Problem = Repeat word for word the lines from the one holding "of the bald" through the end, both ends included, and leave out every picture.

-=-=-=-=-

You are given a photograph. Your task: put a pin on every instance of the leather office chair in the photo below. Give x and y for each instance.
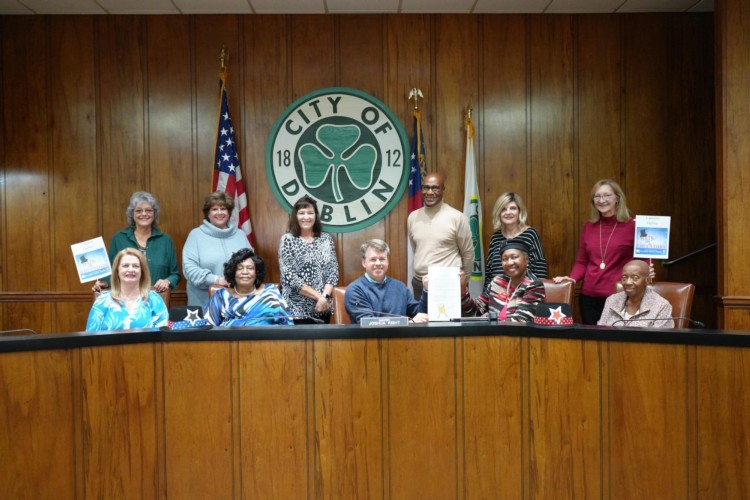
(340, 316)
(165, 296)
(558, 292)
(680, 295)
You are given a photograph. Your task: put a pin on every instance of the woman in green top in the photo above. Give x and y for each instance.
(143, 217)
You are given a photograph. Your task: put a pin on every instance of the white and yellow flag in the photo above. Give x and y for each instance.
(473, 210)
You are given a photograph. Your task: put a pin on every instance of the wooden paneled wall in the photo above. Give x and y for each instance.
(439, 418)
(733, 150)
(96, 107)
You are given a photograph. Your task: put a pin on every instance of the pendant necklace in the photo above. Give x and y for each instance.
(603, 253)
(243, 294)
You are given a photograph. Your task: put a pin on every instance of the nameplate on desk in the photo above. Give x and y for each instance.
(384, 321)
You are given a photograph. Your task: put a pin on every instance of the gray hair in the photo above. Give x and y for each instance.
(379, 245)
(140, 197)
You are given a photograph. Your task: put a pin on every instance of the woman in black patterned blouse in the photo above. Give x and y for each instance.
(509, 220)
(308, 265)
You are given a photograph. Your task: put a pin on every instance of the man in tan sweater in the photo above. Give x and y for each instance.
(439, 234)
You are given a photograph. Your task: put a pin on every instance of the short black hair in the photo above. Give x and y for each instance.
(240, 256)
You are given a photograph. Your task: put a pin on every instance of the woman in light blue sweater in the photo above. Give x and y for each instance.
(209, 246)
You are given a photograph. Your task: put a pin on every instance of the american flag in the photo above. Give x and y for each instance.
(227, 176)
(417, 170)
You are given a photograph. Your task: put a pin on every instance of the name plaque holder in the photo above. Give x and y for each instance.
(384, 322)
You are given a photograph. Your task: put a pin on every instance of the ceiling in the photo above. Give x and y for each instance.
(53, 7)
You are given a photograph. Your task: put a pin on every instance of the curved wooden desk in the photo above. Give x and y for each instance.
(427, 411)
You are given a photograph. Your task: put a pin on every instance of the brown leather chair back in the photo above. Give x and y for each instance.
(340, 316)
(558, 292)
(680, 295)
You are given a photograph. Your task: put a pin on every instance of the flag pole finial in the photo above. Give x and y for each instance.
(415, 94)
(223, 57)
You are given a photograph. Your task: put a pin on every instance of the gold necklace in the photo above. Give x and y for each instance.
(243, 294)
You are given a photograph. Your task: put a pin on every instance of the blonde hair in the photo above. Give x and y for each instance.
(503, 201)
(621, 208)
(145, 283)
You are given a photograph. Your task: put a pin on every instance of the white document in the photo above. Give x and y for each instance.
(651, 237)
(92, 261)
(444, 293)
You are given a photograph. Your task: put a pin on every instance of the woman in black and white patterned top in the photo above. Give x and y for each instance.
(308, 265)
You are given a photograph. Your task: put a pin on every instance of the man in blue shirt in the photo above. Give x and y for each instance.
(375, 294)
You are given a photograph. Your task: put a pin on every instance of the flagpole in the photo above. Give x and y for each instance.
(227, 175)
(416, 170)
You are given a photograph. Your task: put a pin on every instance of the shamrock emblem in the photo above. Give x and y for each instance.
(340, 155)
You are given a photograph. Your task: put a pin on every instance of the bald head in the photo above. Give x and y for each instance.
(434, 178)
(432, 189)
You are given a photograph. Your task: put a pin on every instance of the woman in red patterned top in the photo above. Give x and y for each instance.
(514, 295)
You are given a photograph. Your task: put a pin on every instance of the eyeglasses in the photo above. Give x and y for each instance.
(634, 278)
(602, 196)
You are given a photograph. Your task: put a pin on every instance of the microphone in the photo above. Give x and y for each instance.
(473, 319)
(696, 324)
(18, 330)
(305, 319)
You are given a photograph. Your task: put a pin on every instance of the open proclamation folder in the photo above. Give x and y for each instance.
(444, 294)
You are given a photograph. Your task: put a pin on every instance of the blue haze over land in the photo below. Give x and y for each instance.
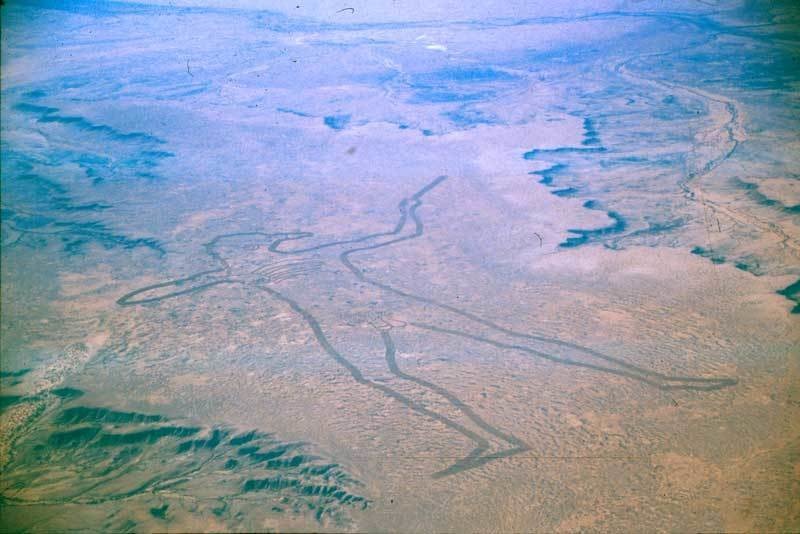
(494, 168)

-=-=-=-=-

Task result =
You are given a photograph. Your task: put a pin on every instance of the bald head in the photo above. Give x and y for each instance.
(434, 178)
(432, 189)
You are given a photograph. Your task: put a pin on every instance of the woman in red patterned top in the photo above. Give x and y for each instance.
(514, 295)
You are given a photograph. Your task: put a pin on every instance of the eyeglasses in the photo above. Give x and y for each instance.
(634, 278)
(602, 196)
You are given a photograph. Your task: put a pin on every instance of the microphone in the photo above. Give x and y for each instance.
(473, 319)
(696, 324)
(18, 330)
(305, 319)
You are given a photograph. Your task: put a pin on every instance of the open proclamation folder in the photo above. Give x and y for each instance.
(444, 294)
You are given a photograph. Your task: put a pin on every instance of the blue haze over land in the photo below. Give x and y for each instance.
(494, 168)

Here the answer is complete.